● Task details
For every line below, set down an identical copy.

● Given records
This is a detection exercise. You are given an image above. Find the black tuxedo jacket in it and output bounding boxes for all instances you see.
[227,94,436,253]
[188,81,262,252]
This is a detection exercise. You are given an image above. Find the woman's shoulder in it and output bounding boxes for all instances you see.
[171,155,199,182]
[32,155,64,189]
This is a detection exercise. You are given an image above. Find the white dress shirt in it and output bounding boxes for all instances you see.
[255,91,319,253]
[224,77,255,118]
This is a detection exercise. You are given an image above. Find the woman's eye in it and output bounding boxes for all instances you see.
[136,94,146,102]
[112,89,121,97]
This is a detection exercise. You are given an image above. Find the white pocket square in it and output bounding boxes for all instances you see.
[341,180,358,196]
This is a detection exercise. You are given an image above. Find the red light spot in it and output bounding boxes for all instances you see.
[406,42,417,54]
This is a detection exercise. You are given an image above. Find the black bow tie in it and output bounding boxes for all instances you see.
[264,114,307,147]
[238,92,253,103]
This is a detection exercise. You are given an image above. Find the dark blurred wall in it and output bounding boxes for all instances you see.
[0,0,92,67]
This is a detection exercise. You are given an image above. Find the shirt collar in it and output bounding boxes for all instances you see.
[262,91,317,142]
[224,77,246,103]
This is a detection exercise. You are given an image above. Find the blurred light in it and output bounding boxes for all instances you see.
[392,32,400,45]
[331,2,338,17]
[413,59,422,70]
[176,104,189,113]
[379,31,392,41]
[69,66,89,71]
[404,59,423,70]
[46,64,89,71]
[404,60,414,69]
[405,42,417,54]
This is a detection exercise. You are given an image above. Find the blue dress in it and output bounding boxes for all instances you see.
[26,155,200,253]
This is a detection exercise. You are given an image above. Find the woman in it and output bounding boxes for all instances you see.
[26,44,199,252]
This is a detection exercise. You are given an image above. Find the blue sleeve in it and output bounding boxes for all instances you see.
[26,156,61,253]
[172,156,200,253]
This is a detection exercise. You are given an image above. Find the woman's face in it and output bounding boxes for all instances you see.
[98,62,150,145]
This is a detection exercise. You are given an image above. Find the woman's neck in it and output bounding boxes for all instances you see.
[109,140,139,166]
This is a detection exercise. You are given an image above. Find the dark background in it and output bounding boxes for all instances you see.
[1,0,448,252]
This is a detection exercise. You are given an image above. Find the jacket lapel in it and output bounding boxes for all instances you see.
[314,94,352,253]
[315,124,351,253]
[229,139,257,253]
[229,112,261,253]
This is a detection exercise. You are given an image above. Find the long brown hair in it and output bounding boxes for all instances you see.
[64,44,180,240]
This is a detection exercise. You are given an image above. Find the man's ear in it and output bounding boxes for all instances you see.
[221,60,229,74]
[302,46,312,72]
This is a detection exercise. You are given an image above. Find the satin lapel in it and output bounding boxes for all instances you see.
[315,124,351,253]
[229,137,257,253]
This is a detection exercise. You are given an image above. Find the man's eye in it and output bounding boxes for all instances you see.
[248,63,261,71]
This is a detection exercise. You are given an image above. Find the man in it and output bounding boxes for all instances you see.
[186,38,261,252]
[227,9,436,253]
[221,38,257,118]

● Response box
This is a detection exercise. You are given an image above. Find the black tuxedo jacket in it and output bounding boxes for all instances you see.
[227,94,436,253]
[188,81,262,252]
This is a detection exercise. You are given an image above. Find the woman's shoulder in it and output bounding boxes for all instances you see.
[171,155,199,182]
[32,155,64,189]
This is a detection exercise. You are given an image above. Find the white dress shirt in it and output bounding boxes for all instances you see.
[255,91,319,253]
[224,77,255,118]
This is a detection exercise. You are given an image above. Find the woman's eye in it and output bounding boxes for all instances you see.
[136,94,146,102]
[112,89,121,97]
This is a detection exercise. You are given an image above. Find the white pocket square in it and output bounding boxes for all instances you see.
[341,180,358,196]
This is a detection exercise. You are given an image above. Find the red light spot in it and output bounding boxes for all instances you see.
[406,42,417,54]
This is a detection exercise. You are given an image above. Find the black bow tie in it and output bounding boxes for all instances you see.
[264,114,307,147]
[238,92,253,103]
This is a detection exercise. You are given an image above. Find the dark blurred wall in it and output bounding boxes for all instances you see.
[0,0,92,67]
This is a detection exercise. You are given an image above. Find the shirt collar in it and output bounding boxes for all instances you see.
[262,91,317,142]
[224,77,246,103]
This is a detection exercise. You are given an image above. Find the blurred light in it and output bounding boxes for all instances you see.
[392,32,400,45]
[331,2,338,17]
[413,59,422,70]
[176,104,189,113]
[379,31,392,41]
[69,66,89,71]
[404,59,423,70]
[46,64,89,71]
[404,60,414,69]
[405,42,417,54]
This is a detection exercise. You are given an image above. Find the blue dress in it and output bounding boxes for all instances you see.
[26,155,200,253]
This is a detection exercise. You are given an image above. Find the woman in it and output bounding boxes for all instances you see.
[26,44,199,252]
This is a detection exercise. You are given an image above. Find the blue sleeve in it and output bounding boxes for all instances you see.
[26,156,61,253]
[172,156,200,253]
This is a detection exercise. You are given an image above. Find the woman's face in it and output bounding boxes for all instances you see.
[98,62,150,145]
This is a detection exercise. You are given an image above. Find the woman's neck in it and output bounding boxes for all instances you see.
[109,140,139,166]
This is a detection exercise. You are given an image above. Find the dark background in it and output bounding boxes for all instances you see.
[1,0,448,252]
This is a detection exercise. You are given an image above. Find the jacket lapel in it and output bounding boxes for all instances you see.
[314,94,352,253]
[315,124,351,253]
[229,139,257,253]
[229,112,261,253]
This is a detection exercise. You are given an image above. Find the long brown hair in it and output bounding boxes for all instances you see.
[64,44,180,240]
This is a detection exercise. You are given an image above. Find the man's ear in it and output bounding boxes for all instances you see.
[221,60,229,74]
[302,46,312,72]
This is a detection exercise. You are given an image above. Find the satin lapel in it and output bounding boxes for all instances you see.
[315,124,351,253]
[229,137,257,253]
This is a detection exercise. You are given an image above. Find the man's eye in it and output bounding boxes for all instances you see.
[248,63,261,71]
This is a detection exercise. You are given an image above. Find the man in it and output bounding boxes for all instances you see.
[186,38,261,252]
[227,9,436,253]
[221,38,257,118]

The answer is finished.